Os grupos de sustentação do novo governo demonstram contradições significativas entre si e, excetuando o que podemos definir como núcleo militar, não sabem exatamente o que fazer.

Fica demonstrado que o período de transição de nada adiantou para que conhecessem minimamente a máquina pública e como geri-la.

Num momento como esse a oposição tem um papel ainda mais importante do que teve em inícios de outros governos, mas nem todos os atores dessa oposição parecem ter clareza de sua responsabilidade.

O desgaste inicial causado pela postura errática ou mesmo esdrúxula do novo governo, além do caso envolvendo o senador eleito, Flávio Bolsonaro, devem trazer uma natural perda de apoio popular ao governo (ainda não medido pelos institutos de pesquisa) mas nos causam, também, alguma perplexidade em ver como algumas figuras importantes da oposição atuam diante desses acontecimentos.

● ● ●

_Partes do exercício:_
[1] Qual senador eleito é citado no trecho sobre o novo governo?
[2] Dê continuidade ao trecho sobre o novo governo, começando logo após a última frase apresentada.

● ● ●

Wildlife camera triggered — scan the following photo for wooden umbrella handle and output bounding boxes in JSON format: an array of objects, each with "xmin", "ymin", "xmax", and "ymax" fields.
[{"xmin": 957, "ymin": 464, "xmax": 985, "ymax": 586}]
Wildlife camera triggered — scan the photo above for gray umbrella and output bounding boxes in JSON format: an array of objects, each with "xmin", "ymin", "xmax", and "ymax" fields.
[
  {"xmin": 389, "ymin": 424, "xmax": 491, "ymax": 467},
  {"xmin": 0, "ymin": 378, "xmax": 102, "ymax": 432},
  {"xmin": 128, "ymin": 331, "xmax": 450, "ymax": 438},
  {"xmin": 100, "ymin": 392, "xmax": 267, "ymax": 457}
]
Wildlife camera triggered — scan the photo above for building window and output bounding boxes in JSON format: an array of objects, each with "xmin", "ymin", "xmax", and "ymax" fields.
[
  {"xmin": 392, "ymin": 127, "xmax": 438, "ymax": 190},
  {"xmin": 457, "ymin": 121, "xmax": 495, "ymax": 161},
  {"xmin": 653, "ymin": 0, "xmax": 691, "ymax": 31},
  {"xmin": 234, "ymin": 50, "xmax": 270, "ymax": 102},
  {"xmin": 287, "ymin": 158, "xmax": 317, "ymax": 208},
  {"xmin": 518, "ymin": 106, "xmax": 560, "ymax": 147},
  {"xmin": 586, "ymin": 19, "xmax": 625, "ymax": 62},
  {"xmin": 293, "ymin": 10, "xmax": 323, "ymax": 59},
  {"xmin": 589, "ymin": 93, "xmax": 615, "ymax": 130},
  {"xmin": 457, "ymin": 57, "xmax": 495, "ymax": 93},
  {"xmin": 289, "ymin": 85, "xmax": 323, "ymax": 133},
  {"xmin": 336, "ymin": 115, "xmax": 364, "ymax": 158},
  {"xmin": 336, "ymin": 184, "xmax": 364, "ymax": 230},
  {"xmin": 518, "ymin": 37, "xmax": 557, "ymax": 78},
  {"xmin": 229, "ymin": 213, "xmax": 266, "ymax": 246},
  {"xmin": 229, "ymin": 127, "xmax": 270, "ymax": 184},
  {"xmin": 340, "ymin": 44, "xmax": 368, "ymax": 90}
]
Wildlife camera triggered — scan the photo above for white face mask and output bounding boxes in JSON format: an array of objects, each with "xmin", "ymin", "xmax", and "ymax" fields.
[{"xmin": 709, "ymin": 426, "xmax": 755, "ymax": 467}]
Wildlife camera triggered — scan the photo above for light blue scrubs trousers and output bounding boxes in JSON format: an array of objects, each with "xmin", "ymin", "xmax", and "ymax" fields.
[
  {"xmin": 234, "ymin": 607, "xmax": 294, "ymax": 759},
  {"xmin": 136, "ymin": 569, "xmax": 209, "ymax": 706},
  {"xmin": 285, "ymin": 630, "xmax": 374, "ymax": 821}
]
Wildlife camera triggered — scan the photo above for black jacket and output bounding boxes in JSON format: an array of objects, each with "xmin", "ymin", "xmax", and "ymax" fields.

● ● ●

_Resultados:_
[1] Flávio Bolsonaro.

[2]
A direção do PT continua com sua narrativa própria de interpretar os fatos sem nenhuma coerência ou compromisso com a realidade, ao sabor dos seus interesses de momento.

Ora a Rede Globo é a encarnação do mal, ora – principalmente agora que os donos da emissora parecem medir forças com Bolsonaro – é uma fonte acima de qualquer suspeita. Daqui um pouco corremos o risco de assistirmos uma palavra de ordem tipo “Bonner, guerreiro do povo brasileiro” vindo das hostes petistas.

Não podemos, por óbvio, nos deixar entorpecer por essa guerra entre as Organizações Globo e o governo Bolsonaro. Nenhum dos dois está a favor dos interesses do Brasil ou do povo brasileiro.

O mesmo ocorre, de acordo com essa ótica petista toda própria de ver o mundo a sua volta, em relação a ministros do STF (caso de Gilmar Mendes, por exemplo, ora o próprio diabo em pessoa, ora um santo libertador do Lula), com o MP, Forças Armadas e, o pior de tudo para um partido político, com lideranças e parlamentares de outros partidos.

Esse tipo de condução errática muito se assemelha à do novo governo. As posturas sectárias e um culto quase sebastianista em relação aos seus respectivos – e comprovadamente limitados – líderes também os une.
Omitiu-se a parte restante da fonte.